REQUIRED WORK
[a] Summarize the text on South Australia's 'Voter Choice' Bill in two sentences.
[b] Decide whether each statement below agrees with the text on South Australia's 'Voter Choice' Bill, answering yes or no and quoting the words that settle it.
(i) Members of the Legislative Council serve four-year terms.
(ii) Under the bill, a voter may cast only one first preference above the line.
(iii) At the last election, most South Australians voted below the line.
[c] Carry the text on South Australia's 'Voter Choice' Bill forward from its final sentence.

++++ EXTRACTED TEXT

Wednesday, November 30, 2016

Do South Australian voters get a Rau deal from the 'Voter Choice' Bill?

On 16 November this year, South Australian Attorney General John Rau introduced a bill into the House of Assembly (the lower house of South Australia's bicameral Parliament) to change the electoral system used to elect members of the Legislative Council. At present, members of the 22-member Legislative Council are elected eleven at a time for eight year terms; half face election at each election for the House of Assembly, the members of which serve four-year terms.

These elections use the single transferable vote system in one statewide district. However, the system has an important modification. Voters can either vote for one party ticket, which accepts an ordering of all the candidates in the election determined by that party and lodged with the Electoral Commission ahead of the election, or number every candidate in order of their preference. I have written about the severe flaws of this system in the past when used at the federal level, and many of the same criticisms apply to the South Australian system.

What the proposal means

If the bill is passed, South Australian voters will be faced with the same ballot paper (reproduced below) that they have received at past elections. However, the law changes substantially the functions of the above-the-line box.
20140102 SG IMG AboveLine
South Australian Legislative Council sample ballot paper (Source: Government of South Australia 2011)
Under the current system, a vote like the one on the sample paper above would have been considered an adoption of the ranking of all the candidates that was submitted to the Electoral Commission before the election. Group C might have asked that an ATL vote for them next go to the candidates of Group A, then Group D, then B and E.

The new system changes the meaning of this vote. Now it only goes to the candidates of Group C. If all the candidates of Group C are excluded, the vote then exhausts. More importantly, voters may only cast one first preference above the line. So even if the voter voted 1 for Group C and 2 for Group A, the vote would only go to the candidates of Group C, and then exhaust. If a voter wishes to express preferences across party lines, they must vote below the line; the law creates a savings provision so that a first preference for the first candidate within a party group counts as an above-the-line vote for that party.

How would this work in practice? Well, the STV system initially allocates seats to candidates who receive a Droop quota ((votes/seats+1)+1). Once no candidate has a Droop quota, the candidate with the lowest number of votes is excluded, and their preferences. However, given that most South Australians vote above-the-line (96% at the last election), and that all above-the-line votes will immediately exhaust when their party does, this will mean that the exclusions will have a very minor impact, and it is most likely that the candidates which have the highest vote share after the process of allocating seats to candidates with Droop quotas will fill those final seats.

++++++++
++++ MATERIAL SHOWN

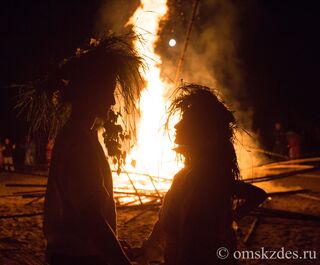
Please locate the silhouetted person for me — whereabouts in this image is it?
[144,84,266,265]
[2,138,16,171]
[44,37,141,265]
[287,131,301,159]
[24,136,36,167]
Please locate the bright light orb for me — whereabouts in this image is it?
[169,39,177,47]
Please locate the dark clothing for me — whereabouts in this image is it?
[44,124,116,264]
[2,143,13,157]
[159,164,237,265]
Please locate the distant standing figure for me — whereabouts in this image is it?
[46,138,54,165]
[272,122,287,156]
[2,138,16,171]
[24,136,36,166]
[142,84,266,265]
[287,131,301,159]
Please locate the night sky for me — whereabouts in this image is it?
[0,0,320,152]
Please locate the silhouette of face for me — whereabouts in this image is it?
[77,73,116,118]
[174,110,202,147]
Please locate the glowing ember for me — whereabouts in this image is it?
[109,0,181,203]
[169,39,177,47]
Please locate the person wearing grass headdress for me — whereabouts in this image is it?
[140,84,266,265]
[44,37,143,265]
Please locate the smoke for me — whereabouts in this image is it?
[159,0,266,178]
[94,0,140,37]
[95,0,266,178]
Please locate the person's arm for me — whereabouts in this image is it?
[64,141,131,265]
[234,181,268,221]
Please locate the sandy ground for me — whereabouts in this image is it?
[0,172,320,265]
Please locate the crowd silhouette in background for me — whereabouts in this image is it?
[0,136,54,172]
[0,121,320,171]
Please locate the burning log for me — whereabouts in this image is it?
[0,212,43,219]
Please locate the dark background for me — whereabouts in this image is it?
[0,0,320,153]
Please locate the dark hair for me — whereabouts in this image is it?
[166,84,240,179]
[15,34,144,137]
[60,35,144,113]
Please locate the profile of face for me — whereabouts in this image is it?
[76,73,116,118]
[174,110,204,147]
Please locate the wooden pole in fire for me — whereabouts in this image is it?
[174,0,200,86]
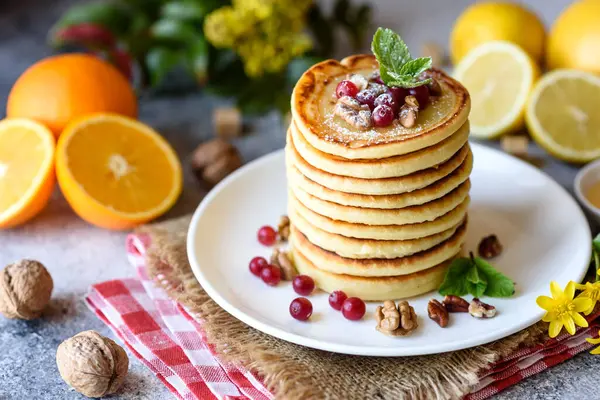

++++++++

FINAL ANSWERS
[a] On 16 November, Attorney General John Rau introduced a bill to change the election of South Australia's 22-member Legislative Council, which currently uses the single transferable vote in one statewide district and lets voters either accept a party's lodged ranking of all candidates or number every candidate. Under the bill, an above-the-line vote would go only to that party's candidates and then exhaust, so voters must vote below the line to express preferences across party lines.

[b]
(i) No: "elected eleven at a time for eight year terms"
(ii) Yes: "voters may only cast one first preference above the line"
(iii) No: "most South Australians vote above-the-line (96% at the last election)"

[c]
In effect, this means that the electoral system will be very much similar to the 'largest-remainder' method of party-list proportional representation. Each elected candidate within a party will receive exactly a quota of that party's vote before being elected, and the last candidate will receive the rest of that party's vote (the remainder).

How would it work?

It's worth noting that the largest-remainder system is designed to produce a generally proportional outcome, so the Legislative Council will likely continue to have a more proportional composition than the House of Assembly, which is elected in single-member districts using the single transferable vote. This means that the chamber can still fulfil its role as a check upon the powers of the Assembly; it may reject legislation, but cannot remove the government.

Nonetheless, the system will switch emphasis from attracting preferences to entirely attracting first preference votes. It would also cause a small change in the composition of the current Legislative Council, as can be seen below.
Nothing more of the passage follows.